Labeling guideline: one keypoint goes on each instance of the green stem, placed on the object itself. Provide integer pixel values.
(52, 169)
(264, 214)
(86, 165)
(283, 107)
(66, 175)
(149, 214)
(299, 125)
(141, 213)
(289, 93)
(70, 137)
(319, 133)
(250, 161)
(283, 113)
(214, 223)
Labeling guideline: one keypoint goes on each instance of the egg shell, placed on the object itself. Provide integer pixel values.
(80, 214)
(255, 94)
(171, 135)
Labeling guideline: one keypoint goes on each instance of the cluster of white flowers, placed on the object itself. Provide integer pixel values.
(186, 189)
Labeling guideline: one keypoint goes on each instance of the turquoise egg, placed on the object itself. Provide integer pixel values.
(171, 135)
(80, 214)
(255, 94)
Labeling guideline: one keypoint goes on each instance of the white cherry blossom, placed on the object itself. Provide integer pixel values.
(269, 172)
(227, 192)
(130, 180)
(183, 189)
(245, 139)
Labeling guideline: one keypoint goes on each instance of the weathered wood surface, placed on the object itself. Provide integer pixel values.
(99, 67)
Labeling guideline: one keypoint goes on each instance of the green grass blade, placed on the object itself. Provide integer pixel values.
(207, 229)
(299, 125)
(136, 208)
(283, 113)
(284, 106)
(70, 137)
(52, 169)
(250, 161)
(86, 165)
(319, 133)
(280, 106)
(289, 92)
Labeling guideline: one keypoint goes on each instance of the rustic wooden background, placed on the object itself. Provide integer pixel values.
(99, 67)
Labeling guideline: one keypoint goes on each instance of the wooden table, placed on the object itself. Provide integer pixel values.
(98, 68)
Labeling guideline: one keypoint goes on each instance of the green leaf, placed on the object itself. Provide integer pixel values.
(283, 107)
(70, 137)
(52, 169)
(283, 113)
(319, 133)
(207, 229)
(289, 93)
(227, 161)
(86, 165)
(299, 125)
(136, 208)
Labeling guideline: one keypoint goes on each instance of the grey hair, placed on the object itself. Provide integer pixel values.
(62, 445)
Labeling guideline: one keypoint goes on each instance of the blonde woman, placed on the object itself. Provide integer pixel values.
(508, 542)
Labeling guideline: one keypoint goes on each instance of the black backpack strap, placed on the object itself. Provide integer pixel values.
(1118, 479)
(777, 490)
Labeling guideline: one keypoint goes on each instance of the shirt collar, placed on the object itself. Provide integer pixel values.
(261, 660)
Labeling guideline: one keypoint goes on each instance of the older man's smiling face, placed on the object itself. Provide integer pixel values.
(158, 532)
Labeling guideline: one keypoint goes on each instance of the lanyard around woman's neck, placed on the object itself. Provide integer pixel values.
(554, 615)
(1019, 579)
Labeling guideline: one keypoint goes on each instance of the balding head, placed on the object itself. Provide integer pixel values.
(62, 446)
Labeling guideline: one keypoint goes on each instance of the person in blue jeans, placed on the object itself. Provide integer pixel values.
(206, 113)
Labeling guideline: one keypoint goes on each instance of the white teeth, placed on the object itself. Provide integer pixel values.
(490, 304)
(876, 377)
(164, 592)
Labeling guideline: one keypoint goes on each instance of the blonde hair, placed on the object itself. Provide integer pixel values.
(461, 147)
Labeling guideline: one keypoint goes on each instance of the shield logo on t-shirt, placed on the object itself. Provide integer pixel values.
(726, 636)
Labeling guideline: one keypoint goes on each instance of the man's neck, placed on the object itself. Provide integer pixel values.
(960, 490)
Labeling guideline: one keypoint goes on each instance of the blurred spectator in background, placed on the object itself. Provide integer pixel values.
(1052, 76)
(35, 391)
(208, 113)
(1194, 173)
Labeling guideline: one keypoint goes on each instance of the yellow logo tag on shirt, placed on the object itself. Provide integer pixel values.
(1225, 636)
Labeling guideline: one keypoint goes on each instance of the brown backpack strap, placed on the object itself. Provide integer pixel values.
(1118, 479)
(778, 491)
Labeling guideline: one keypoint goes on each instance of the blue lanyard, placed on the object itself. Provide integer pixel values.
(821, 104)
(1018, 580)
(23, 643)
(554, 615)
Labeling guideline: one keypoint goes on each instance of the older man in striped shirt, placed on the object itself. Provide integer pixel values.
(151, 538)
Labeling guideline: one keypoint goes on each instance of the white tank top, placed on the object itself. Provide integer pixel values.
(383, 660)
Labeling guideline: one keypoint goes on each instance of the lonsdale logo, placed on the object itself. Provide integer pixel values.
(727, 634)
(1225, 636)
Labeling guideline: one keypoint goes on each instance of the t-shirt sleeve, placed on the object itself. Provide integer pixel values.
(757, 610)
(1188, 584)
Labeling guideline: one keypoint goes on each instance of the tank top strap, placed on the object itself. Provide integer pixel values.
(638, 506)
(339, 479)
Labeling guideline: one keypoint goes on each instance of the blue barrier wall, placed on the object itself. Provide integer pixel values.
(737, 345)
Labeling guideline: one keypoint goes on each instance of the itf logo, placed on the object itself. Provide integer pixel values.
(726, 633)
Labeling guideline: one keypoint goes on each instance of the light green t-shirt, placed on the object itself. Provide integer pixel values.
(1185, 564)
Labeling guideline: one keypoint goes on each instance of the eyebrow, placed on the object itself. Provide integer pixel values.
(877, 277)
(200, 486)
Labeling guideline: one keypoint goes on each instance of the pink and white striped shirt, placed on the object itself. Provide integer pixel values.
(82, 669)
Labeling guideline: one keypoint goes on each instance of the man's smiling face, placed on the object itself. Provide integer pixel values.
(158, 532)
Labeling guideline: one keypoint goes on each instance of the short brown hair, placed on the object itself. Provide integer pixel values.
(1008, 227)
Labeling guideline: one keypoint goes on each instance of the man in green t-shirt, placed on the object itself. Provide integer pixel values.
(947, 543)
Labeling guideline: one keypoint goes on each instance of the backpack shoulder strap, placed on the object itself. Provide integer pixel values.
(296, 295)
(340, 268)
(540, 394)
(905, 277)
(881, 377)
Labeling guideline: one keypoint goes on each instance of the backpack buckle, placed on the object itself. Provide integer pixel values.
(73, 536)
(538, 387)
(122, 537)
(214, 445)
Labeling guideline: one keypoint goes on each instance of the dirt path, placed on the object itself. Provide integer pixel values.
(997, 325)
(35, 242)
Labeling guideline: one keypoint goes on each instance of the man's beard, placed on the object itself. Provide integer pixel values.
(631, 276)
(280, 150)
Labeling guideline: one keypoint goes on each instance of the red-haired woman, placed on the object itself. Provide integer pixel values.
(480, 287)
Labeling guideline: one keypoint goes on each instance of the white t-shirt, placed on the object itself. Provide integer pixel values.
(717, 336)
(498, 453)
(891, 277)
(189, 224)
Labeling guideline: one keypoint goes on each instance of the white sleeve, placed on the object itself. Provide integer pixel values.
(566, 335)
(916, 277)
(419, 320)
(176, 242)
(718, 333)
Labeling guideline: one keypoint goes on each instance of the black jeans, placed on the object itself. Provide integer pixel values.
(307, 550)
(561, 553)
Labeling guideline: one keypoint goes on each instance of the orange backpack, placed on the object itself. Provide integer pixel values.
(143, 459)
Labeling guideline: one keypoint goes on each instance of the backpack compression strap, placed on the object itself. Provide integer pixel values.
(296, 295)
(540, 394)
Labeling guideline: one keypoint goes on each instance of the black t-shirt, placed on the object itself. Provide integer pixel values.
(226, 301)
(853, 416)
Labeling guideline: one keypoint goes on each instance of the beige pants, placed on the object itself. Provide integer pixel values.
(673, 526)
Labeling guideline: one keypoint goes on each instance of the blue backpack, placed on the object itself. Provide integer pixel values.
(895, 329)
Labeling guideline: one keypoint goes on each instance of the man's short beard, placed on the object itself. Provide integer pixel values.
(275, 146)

★ ★ ★ ★ ★

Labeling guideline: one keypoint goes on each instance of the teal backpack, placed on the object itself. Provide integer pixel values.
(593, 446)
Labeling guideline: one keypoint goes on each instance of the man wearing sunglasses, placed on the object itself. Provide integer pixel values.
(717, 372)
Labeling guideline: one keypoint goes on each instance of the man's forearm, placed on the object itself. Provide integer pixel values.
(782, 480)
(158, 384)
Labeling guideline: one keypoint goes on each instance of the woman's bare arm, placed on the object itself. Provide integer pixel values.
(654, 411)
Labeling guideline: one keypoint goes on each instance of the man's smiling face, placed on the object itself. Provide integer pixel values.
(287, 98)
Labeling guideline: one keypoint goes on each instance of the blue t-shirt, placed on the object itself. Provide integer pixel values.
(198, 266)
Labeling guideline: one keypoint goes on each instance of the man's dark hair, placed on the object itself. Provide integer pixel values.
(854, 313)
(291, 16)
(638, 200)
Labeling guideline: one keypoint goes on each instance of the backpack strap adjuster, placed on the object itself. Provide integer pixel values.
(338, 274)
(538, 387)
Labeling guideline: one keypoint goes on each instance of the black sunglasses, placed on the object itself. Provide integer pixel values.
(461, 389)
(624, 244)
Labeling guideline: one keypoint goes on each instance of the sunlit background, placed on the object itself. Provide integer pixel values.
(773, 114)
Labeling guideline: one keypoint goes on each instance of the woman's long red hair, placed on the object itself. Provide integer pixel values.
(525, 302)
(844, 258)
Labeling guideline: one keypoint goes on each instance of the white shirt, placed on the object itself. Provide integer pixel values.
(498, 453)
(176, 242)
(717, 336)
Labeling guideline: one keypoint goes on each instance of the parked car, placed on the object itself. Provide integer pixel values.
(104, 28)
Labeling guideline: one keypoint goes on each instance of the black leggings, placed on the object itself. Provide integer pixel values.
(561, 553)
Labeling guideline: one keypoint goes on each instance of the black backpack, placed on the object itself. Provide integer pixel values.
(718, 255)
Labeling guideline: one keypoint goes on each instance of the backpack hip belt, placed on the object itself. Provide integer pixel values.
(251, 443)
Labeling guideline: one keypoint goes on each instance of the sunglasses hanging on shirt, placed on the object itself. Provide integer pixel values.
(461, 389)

★ ★ ★ ★ ★

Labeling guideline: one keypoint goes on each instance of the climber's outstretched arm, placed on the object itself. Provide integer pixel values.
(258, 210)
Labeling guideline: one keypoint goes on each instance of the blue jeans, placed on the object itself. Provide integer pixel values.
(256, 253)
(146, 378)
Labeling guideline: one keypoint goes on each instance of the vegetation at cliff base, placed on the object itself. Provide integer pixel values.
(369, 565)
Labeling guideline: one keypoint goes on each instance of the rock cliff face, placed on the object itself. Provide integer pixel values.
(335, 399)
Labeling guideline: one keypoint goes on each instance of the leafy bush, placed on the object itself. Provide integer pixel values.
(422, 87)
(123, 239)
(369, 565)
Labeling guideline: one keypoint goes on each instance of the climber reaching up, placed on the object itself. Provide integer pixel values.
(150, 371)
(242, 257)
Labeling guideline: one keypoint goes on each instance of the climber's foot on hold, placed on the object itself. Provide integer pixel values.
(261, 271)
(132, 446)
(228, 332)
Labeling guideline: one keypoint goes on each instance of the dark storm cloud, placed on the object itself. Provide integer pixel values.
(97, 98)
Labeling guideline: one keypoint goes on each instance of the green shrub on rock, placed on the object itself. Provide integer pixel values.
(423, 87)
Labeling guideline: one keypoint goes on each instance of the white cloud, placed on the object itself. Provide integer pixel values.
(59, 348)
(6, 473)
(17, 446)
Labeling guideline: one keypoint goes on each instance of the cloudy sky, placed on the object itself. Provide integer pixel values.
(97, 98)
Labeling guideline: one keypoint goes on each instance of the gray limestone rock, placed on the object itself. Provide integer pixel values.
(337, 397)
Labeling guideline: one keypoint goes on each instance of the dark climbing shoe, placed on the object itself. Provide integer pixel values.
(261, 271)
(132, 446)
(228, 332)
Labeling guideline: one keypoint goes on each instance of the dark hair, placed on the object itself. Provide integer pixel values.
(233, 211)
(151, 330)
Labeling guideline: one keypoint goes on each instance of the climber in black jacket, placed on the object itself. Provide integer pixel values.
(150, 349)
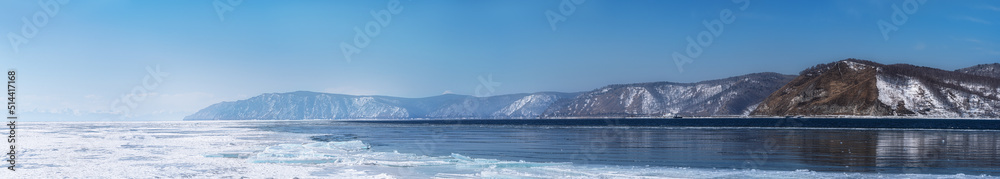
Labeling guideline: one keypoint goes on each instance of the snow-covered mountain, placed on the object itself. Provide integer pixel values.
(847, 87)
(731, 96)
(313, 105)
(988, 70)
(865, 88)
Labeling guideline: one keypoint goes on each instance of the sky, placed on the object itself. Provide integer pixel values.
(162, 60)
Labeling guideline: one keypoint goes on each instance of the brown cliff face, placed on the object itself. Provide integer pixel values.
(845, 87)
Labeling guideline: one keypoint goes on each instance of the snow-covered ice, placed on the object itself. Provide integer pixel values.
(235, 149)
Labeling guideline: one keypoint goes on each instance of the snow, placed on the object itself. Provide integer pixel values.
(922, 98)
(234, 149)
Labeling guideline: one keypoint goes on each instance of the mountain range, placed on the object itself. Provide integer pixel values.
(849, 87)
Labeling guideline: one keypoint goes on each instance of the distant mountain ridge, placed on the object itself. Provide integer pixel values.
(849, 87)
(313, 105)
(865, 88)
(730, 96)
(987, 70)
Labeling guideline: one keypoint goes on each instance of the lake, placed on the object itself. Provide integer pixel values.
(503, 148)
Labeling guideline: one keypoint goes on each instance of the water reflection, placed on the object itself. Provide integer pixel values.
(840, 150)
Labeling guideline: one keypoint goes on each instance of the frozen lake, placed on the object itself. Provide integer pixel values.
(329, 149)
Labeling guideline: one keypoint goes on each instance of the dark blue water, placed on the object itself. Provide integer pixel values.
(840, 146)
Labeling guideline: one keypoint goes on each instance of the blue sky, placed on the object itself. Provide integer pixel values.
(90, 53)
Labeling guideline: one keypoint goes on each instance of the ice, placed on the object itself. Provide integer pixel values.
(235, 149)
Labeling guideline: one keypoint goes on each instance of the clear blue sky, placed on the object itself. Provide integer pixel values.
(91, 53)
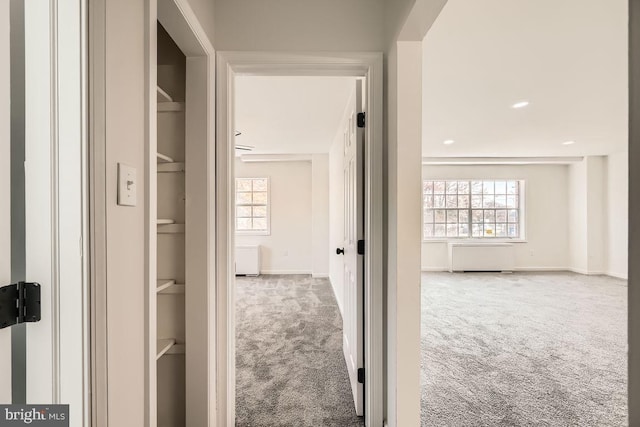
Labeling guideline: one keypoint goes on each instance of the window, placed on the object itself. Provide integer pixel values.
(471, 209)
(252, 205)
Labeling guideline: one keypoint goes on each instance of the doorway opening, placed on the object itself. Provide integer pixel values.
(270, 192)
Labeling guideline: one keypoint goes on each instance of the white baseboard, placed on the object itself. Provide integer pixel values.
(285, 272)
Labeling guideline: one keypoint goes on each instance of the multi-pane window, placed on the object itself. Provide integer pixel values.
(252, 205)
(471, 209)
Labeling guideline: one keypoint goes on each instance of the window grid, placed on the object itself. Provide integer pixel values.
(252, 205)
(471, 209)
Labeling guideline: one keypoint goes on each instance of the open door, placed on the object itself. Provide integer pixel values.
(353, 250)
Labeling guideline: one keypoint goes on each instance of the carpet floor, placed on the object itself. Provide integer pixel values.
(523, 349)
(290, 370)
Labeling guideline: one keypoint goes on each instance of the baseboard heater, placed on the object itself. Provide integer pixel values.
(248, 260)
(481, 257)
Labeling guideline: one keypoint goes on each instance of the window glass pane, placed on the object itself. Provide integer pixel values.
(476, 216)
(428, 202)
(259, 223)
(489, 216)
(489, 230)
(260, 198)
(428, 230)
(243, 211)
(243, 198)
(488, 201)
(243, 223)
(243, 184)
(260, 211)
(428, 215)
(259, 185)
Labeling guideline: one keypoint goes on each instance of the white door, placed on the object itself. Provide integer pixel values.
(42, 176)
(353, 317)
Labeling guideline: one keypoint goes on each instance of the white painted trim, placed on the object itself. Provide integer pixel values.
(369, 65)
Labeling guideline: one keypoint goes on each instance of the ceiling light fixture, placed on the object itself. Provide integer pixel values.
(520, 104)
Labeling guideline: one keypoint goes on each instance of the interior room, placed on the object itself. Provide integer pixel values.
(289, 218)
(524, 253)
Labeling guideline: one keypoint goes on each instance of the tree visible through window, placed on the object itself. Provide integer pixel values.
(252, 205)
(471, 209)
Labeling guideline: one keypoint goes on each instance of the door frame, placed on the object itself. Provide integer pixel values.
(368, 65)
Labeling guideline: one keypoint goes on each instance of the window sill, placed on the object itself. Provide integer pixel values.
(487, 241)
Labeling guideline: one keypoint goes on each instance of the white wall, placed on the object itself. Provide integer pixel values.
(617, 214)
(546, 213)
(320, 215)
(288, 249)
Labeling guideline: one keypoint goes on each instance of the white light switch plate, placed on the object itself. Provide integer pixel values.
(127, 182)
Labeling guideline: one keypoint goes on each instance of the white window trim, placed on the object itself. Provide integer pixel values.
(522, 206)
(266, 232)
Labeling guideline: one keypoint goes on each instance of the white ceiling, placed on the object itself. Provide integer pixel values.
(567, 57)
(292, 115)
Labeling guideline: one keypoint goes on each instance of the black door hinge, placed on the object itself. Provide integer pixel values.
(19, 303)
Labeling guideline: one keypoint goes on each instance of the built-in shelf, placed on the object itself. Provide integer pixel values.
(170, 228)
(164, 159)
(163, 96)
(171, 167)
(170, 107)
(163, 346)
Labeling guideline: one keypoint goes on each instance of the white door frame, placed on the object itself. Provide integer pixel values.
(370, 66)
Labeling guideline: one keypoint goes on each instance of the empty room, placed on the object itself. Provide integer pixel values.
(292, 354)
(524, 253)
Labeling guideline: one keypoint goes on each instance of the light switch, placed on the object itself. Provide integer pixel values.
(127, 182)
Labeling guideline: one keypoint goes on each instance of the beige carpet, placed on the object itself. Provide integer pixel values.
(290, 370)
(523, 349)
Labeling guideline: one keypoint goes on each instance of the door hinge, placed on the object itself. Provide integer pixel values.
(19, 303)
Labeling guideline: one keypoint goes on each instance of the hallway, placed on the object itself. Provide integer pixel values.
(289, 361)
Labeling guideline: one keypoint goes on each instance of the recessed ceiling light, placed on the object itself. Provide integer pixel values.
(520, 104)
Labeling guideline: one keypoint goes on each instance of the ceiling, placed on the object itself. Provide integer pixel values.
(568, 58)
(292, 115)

★ ★ ★ ★ ★

◆ **Do this**
Please state how many lines of the entries above contain the word "short". Give only the number.

◆ **Task response**
2